Select every line in the data below that contains the word "white".

Records of labeled points
-- start --
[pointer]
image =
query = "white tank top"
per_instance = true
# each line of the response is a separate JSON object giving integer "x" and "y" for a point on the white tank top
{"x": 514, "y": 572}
-- end --
Final result —
query = "white tank top"
# each line of the response is a separate JSON object giving integer "x" and "y" for a point on the white tank top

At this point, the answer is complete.